**Work order:** All the entries that follow must be written out again exactly.

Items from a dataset
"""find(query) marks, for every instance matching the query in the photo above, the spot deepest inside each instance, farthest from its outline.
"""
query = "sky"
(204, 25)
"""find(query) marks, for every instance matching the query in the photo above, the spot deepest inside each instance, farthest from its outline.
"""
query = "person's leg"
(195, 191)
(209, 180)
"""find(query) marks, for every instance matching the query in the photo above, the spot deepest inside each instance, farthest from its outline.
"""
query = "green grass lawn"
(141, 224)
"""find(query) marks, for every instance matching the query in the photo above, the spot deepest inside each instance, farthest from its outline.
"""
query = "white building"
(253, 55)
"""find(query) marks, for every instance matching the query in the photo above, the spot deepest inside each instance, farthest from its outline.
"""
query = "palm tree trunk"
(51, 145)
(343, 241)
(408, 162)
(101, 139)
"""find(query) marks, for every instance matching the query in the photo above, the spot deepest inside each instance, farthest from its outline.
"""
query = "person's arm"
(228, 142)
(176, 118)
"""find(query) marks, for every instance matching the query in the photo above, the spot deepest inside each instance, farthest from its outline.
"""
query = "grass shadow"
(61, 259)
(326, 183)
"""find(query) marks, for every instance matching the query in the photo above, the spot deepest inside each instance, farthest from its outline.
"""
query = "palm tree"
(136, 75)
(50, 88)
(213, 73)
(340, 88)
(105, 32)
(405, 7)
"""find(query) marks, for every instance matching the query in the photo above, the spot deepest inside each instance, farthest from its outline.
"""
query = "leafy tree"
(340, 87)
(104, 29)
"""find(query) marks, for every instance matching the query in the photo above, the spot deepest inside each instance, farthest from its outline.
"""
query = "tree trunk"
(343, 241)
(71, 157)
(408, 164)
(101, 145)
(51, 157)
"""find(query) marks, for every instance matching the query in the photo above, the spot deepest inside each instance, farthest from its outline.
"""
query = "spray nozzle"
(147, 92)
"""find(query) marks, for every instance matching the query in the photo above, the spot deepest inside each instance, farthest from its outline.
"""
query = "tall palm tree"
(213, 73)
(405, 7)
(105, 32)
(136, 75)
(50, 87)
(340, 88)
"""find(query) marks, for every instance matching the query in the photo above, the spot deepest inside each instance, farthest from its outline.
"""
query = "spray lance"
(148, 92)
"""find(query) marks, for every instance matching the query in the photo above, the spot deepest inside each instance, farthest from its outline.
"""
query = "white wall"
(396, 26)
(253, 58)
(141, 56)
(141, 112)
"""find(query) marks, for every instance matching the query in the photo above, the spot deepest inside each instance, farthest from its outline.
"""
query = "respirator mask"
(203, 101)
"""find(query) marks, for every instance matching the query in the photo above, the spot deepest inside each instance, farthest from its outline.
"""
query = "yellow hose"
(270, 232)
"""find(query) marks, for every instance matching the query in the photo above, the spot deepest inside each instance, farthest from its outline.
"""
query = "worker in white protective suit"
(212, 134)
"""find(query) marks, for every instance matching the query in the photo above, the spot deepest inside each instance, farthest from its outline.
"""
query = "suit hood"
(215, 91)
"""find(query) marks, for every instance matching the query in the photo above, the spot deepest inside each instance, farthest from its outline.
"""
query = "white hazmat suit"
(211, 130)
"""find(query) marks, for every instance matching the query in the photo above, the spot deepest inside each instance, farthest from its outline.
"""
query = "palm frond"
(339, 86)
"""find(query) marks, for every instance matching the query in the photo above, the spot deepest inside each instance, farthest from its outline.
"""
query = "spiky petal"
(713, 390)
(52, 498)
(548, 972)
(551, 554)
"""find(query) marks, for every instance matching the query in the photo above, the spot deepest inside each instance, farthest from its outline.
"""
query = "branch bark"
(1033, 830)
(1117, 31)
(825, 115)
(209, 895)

**Solution to this task:**
"""find(query) marks, for every instance matching the query in the photo above, the spot deepest inside each instance, farthest from its outline.
"""
query = "sky"
(204, 25)
"""find(query) marks, for every instance matching the query in the photo above, the spot deepest inside each instance, farthest from its outline.
"""
query = "person's leg"
(195, 191)
(209, 180)
"""find(query) marks, for every instance matching the query in the photo above, the spot deepest inside each instance, farthest from its outline.
"""
query = "green grass lawn"
(141, 224)
"""find(query) marks, for every instance matching the query in the photo above, the spot deepest inside each instance, farthest from its outline.
"""
query = "white building"
(253, 55)
"""find(query) marks, for every instance matching the query in the photo above, the spot deepest inside each instance, farthest from its outline.
"""
query = "palm tree trunk"
(51, 145)
(343, 241)
(408, 162)
(101, 139)
"""find(query) marks, for every instance matching the query in the photo above, the spot deepest inside each instance, farthest from its outline.
"""
query = "person's arm"
(228, 142)
(176, 118)
"""find(query) marks, for every instance matching the query in the photo above, the spot deepest inside each instance, farthest from its outline.
"""
query = "grass shadow"
(61, 259)
(326, 183)
"""find(query) marks, for every instance matching the query in the photo above, the spot deepest inside each instance, farthest from its outline.
"""
query = "palm tree"
(136, 75)
(50, 88)
(213, 73)
(340, 88)
(105, 32)
(405, 7)
"""find(query) marks, for every instance matching the query in the photo above, the spot deepest inside each instance, farthest from its outline.
"""
query = "leafy tree"
(340, 87)
(104, 29)
"""find(query) marks, for every instance matching the query in the photo above, the spot deepest inside each instance, farthest from its outline.
"""
query = "tree trunk"
(343, 241)
(71, 157)
(408, 164)
(101, 145)
(51, 157)
"""find(query) marks, for every instance matching the query in the photo above, the spot deepest inside each instance, farthest from its outline.
"""
query = "spray nozzle"
(147, 92)
"""find(query) marks, for every instance matching the query in the photo above, the spot deepest inside each instance, farthest from its outline.
"""
query = "tall palm tree"
(213, 73)
(405, 7)
(105, 32)
(136, 75)
(50, 87)
(340, 88)
"""find(query) marks, for every instance matching the query in the photo above, the spot deepest inside each instance, farthest from its outline.
"""
query = "spray lance"
(148, 92)
"""find(query) marks, for every instance matching the query in the photo above, the spot deepest inside each instance, farthest from its outline.
"""
query = "white wall"
(396, 26)
(253, 58)
(141, 56)
(141, 112)
"""find(query) marks, for every instance matching the query in the photo above, the spot deepest inside each instance, farthest from its outline.
"""
query = "respirator mask"
(203, 101)
"""find(query) marks, for every instance matching the query in the photo above, the spot deepest inside each instance, farthest from its outline.
"""
query = "yellow hose"
(270, 232)
"""find(query) marks, for every instance matching the query in the photo above, the spot deepest inside each instance, farthest from its outline.
"""
query = "worker in white protective suit"
(212, 134)
"""find(query) marks, for every instance matching the query in the photo above, the spot deepest inside each instance, farthest from its outline.
"""
query = "suit hood"
(215, 91)
"""find(query) marks, for every instance matching the query in the photo above, the spot deepest inside each instance, farthest from its outline.
"""
query = "white hazmat suit"
(211, 130)
"""find(query) marks, for every instance matching the query in the photo above, the spot deepest inside each instance, farthest from its outline.
"""
query = "palm frond"
(339, 86)
"""find(query) marks, for every instance matching the query in the photo above, the spot deepest inside each instance, farthest from its outline.
"""
query = "spiky petal"
(713, 390)
(52, 498)
(548, 972)
(551, 554)
"""find(query) marks, for every instance matching the query in the photo above, the spot deepest inside each instance, farthest from its outline.
"""
query = "branch bark"
(1033, 830)
(1117, 31)
(825, 115)
(209, 895)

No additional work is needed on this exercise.